### Records for this exercise ###
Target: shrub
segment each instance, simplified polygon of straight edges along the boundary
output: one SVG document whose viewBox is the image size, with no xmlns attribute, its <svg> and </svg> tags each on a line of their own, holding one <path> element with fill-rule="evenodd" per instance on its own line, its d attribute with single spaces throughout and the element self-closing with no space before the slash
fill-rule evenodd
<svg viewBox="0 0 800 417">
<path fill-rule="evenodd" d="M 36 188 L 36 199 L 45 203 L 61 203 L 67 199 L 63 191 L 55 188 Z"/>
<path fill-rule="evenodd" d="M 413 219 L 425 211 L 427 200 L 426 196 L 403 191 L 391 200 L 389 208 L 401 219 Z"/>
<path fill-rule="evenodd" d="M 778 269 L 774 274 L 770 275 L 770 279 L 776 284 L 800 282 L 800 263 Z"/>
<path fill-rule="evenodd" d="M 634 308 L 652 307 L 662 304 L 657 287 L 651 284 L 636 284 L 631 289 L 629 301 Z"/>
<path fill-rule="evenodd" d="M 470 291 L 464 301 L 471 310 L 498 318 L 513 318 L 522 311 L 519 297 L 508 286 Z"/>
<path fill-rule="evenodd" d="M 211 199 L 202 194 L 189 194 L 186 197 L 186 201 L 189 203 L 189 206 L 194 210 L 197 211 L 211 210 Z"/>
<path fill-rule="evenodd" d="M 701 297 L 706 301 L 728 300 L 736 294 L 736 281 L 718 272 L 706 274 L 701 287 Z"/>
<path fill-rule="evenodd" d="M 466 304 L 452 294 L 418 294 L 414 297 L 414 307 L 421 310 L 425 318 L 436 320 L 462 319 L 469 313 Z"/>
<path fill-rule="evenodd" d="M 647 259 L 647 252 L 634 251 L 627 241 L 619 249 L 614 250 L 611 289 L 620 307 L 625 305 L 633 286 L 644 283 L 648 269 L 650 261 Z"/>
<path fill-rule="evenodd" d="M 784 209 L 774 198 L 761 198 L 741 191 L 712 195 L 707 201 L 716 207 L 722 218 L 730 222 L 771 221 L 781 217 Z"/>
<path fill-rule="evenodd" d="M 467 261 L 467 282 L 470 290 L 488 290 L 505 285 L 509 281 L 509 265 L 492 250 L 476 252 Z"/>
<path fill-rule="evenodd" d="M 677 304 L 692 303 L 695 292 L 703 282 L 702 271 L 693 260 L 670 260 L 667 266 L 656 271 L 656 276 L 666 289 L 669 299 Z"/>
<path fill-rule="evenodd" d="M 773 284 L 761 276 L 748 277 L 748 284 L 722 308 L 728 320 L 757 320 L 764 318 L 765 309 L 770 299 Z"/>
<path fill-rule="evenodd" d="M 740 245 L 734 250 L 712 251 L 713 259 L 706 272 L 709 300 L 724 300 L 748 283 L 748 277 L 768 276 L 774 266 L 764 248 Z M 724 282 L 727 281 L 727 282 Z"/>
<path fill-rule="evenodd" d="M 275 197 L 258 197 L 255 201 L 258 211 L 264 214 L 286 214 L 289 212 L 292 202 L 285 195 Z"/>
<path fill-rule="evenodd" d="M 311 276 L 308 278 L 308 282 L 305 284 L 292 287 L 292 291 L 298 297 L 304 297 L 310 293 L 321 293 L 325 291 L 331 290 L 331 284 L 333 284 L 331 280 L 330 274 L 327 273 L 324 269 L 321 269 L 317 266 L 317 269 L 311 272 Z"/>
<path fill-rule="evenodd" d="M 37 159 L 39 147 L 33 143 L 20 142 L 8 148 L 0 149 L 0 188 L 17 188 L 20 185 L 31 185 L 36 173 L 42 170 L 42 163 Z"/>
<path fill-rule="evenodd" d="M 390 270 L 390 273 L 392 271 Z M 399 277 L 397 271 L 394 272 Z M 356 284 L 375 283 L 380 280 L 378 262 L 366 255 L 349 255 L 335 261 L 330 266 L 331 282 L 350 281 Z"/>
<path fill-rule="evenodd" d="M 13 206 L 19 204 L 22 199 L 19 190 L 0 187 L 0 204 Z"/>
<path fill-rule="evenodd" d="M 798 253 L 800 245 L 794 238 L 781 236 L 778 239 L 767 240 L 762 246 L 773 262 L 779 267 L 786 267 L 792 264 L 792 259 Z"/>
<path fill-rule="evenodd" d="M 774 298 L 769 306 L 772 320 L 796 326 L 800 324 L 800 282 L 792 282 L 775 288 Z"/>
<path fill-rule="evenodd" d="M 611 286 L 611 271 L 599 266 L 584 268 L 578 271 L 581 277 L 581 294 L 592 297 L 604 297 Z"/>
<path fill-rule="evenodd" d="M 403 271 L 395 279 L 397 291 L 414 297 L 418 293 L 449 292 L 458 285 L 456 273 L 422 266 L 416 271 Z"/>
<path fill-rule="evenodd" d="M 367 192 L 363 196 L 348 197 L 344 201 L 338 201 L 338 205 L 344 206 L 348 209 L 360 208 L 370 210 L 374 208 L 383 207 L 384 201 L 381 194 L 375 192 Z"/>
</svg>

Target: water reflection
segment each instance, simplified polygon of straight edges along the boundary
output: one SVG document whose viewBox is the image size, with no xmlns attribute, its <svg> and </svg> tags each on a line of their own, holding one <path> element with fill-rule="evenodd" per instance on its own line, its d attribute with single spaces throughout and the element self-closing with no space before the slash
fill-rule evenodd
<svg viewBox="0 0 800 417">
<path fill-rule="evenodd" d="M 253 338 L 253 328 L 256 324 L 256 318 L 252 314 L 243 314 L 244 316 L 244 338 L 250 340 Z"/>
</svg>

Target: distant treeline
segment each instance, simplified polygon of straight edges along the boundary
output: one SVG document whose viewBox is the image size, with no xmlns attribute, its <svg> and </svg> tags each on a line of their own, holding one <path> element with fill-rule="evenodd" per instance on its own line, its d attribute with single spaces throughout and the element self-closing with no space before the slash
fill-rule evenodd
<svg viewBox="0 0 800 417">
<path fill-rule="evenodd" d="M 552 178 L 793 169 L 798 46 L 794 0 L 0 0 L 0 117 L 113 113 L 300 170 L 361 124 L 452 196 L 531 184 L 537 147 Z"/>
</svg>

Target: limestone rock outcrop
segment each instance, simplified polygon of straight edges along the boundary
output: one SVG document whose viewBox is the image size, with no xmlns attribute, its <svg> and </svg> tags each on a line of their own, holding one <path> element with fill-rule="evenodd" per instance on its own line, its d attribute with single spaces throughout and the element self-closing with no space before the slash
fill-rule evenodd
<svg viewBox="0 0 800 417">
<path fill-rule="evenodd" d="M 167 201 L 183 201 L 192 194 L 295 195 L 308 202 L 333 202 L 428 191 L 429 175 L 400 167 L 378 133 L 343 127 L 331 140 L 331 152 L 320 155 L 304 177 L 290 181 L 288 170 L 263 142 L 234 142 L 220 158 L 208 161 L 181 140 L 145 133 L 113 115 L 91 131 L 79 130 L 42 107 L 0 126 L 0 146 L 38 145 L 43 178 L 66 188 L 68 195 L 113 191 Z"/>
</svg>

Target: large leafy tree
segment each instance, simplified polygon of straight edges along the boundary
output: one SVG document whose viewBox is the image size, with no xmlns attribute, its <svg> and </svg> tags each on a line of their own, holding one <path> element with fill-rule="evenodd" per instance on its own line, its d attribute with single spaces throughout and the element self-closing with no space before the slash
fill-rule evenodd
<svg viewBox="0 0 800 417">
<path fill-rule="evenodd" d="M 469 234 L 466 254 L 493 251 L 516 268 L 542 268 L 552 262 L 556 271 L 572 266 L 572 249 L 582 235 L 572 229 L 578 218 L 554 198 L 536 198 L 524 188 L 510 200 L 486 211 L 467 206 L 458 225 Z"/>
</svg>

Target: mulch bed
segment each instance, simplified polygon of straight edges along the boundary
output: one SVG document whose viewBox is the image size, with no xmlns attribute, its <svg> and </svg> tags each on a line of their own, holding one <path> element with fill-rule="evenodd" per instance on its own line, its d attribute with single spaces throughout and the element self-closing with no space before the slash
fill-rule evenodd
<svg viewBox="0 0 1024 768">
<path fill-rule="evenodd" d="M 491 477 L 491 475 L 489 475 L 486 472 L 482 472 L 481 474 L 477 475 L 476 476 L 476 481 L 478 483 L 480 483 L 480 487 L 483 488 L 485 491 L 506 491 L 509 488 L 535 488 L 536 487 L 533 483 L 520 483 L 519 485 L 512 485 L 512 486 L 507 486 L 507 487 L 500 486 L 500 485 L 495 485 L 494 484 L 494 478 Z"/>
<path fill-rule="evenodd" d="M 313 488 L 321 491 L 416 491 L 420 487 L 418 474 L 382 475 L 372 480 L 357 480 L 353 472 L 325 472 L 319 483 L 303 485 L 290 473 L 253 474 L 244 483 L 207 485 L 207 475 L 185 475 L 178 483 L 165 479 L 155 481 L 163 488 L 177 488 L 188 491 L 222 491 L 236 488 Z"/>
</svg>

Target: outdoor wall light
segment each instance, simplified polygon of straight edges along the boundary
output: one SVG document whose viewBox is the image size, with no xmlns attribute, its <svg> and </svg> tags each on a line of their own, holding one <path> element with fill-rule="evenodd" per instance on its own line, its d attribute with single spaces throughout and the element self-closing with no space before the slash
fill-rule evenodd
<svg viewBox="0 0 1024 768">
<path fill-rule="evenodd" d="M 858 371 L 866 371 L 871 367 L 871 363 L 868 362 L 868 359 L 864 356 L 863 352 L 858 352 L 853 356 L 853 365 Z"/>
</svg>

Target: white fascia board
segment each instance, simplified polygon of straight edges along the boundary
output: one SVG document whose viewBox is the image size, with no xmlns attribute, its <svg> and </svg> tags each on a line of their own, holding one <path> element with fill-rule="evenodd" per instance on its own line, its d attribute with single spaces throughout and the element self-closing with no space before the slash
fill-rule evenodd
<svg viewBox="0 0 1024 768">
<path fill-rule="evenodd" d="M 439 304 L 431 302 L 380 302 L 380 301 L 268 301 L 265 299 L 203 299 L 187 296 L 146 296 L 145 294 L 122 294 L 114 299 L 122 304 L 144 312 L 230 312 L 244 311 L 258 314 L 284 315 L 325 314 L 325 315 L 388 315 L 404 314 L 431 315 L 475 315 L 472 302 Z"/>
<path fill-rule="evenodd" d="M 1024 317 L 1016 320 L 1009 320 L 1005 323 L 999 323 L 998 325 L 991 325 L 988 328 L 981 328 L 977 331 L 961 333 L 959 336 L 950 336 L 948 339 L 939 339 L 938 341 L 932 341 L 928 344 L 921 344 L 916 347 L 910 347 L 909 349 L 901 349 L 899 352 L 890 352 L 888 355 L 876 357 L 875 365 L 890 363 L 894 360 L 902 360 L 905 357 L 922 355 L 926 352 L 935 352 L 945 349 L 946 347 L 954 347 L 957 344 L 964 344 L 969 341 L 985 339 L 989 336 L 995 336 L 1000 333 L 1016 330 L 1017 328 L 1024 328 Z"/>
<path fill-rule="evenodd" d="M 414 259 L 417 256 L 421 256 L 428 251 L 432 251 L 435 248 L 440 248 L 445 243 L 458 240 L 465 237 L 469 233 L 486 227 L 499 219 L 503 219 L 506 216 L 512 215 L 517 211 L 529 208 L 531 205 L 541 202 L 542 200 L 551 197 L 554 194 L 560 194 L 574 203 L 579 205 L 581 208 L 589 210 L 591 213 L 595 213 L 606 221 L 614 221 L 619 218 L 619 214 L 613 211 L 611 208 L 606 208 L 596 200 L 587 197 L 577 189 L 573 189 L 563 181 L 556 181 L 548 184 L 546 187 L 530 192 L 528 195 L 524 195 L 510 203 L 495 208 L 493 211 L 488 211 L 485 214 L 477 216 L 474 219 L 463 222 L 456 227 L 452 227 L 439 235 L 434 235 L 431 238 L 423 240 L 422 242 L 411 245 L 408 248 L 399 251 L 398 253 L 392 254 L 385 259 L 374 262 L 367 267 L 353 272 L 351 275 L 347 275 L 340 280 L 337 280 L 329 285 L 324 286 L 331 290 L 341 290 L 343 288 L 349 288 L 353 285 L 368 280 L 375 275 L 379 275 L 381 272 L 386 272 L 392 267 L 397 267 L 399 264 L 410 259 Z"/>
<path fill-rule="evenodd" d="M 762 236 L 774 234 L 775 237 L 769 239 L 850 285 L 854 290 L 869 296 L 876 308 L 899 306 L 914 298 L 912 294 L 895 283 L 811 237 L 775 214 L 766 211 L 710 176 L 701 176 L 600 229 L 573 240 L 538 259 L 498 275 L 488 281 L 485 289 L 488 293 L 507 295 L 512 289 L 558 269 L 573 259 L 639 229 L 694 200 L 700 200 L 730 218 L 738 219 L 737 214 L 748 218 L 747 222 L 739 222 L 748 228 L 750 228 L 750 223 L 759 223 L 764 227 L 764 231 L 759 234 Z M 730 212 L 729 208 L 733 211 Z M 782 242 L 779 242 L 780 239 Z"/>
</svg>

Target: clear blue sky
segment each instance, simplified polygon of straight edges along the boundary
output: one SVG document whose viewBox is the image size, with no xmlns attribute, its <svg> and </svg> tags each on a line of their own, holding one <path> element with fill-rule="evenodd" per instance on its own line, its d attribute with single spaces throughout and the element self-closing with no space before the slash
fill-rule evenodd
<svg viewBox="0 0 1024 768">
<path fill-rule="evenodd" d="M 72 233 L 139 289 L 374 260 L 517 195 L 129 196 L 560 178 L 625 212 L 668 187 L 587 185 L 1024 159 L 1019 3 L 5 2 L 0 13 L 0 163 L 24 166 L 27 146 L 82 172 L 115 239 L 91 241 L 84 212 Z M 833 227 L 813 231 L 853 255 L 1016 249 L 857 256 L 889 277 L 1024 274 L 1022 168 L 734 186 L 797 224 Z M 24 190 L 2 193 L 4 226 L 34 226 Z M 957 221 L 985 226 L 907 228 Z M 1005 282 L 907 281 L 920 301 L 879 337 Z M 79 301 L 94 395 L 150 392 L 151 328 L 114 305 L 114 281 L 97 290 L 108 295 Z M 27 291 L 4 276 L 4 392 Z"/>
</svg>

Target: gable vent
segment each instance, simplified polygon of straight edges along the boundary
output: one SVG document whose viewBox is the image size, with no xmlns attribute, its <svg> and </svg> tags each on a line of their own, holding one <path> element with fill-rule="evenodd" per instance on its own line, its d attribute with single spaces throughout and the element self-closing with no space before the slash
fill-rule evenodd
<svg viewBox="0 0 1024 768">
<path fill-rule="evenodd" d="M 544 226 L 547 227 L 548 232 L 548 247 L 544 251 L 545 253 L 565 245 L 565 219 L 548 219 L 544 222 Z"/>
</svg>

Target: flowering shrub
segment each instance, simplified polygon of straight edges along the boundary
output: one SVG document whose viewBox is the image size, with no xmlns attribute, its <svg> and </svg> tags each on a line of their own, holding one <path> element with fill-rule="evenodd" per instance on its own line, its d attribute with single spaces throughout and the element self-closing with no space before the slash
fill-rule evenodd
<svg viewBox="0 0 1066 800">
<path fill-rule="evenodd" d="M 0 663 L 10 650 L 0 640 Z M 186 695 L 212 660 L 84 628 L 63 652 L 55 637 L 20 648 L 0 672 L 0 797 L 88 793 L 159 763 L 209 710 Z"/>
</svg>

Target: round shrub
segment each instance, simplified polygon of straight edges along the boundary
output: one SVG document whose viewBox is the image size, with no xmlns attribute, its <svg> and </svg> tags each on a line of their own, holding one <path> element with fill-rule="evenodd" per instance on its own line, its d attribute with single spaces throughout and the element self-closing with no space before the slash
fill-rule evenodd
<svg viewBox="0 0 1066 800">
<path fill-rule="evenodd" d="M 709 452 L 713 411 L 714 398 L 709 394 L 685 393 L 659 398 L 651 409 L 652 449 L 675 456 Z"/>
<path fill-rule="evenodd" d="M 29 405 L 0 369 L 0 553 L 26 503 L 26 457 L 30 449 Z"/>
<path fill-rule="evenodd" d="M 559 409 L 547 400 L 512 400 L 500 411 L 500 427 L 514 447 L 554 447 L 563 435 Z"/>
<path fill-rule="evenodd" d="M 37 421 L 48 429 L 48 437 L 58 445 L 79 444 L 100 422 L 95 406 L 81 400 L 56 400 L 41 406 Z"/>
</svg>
###
## [Assignment]
Check each line above for the word "Target", and copy the lines where it appears.

## [Answer for this exercise]
Target: shrub
Target: water reflection
Target: distant treeline
Target: limestone rock outcrop
Target: large leafy tree
Target: mulch bed
Target: outdoor wall light
Target: white fascia board
Target: clear blue sky
Target: gable vent
Target: flowering shrub
Target: round shrub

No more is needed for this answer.